> [SELECTION]:
The workshop will take place at the NCSA Access Center in Ballston, Virginia. This is a relatively convenient location for travel purposes and includes necessary facilities (computer lab, videoconferencing capabilities, and advanced technologies) at no additional cost to EOT-PACI. The tentative date for the workshop is October 12-13.
Participants
Key national leaders in teacher education, science education and technology will be invited to develop and present white papers on specific topics, demonstrate how modeling and visualization tools are used in science, and lead sessions on specific issues for this focused workshop. Representative teacher educators, pre-service teachers, inservice teachers, school administrators, scientists, learning scientists, and educational technology researchers will be invited to participate in the workshop. The participation committee includes Sharon Derry (NISE, UW), Jim Levin (College of Education, University of Illinois - Urbana Champaign), Doug Gordin (SRI International), Mary Ellen Verona (MVHS), Theresa Ott (CAIDA), and Richard Tapia (Rice University). This committee will develop an invitation list that includes representation from national organizations (e.g., AAAS and NSTA), colleges and research programs that will help to ensure successful research projects, as well as broad representation. Thus, faculty and administrators of innovative teacher education programs will be invited since their programs are already likely to be receptive to the implementation of computer-based modeling and scientific visualization; for example, the teacher preparation program in the School of Natural Sciences at the University of Texas, Austin. Furthermore, since teacher education program needs vary by school size, minority population, and geographical location, the participation committee will ensure that faculty and administrators are invited from large teacher education programs (via the American Association of Colleges of Teacher Education), programs with a high number of minority preservice teachers (through an existing alliance of Colleges of Education at Minority Serving Institutions), and schools from each geographical region of the United States (by contacting Regional Technology in Education Consortia).

> [SHORT EXERCISE]:
According to the workshop description, where will the workshop be held? The items that come next have no role in this exercise.

> [DATA EXCERPTS]:
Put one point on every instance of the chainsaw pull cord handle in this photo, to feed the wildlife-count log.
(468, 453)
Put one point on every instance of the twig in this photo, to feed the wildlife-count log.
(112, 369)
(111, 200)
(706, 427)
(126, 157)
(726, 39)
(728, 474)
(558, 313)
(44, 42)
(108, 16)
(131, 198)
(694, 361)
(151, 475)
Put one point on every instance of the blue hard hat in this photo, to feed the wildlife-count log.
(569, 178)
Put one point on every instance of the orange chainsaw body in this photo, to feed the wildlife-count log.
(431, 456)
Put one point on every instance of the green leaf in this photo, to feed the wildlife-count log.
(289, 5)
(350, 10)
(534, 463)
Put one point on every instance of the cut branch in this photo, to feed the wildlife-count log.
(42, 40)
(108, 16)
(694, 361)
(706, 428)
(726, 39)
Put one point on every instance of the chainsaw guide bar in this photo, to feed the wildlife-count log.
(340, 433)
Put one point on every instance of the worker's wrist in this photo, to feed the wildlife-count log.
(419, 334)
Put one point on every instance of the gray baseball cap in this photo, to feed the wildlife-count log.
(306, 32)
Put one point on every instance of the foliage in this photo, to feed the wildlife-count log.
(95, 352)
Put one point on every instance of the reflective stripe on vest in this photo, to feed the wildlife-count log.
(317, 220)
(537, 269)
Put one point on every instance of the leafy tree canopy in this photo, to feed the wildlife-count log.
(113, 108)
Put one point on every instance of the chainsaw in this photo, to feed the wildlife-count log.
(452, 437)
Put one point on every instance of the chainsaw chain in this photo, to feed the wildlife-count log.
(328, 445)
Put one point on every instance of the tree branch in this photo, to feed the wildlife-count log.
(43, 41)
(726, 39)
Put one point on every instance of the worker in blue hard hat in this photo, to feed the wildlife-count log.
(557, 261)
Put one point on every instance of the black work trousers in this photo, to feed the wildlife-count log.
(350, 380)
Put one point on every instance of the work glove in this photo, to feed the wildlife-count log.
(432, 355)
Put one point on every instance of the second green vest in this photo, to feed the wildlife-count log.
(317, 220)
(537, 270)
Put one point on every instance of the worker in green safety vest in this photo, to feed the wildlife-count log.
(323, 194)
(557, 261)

* * *

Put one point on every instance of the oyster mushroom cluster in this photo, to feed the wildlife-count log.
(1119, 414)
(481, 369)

> [THE REPLY]:
At the NCSA Access Center in Ballston, Virginia.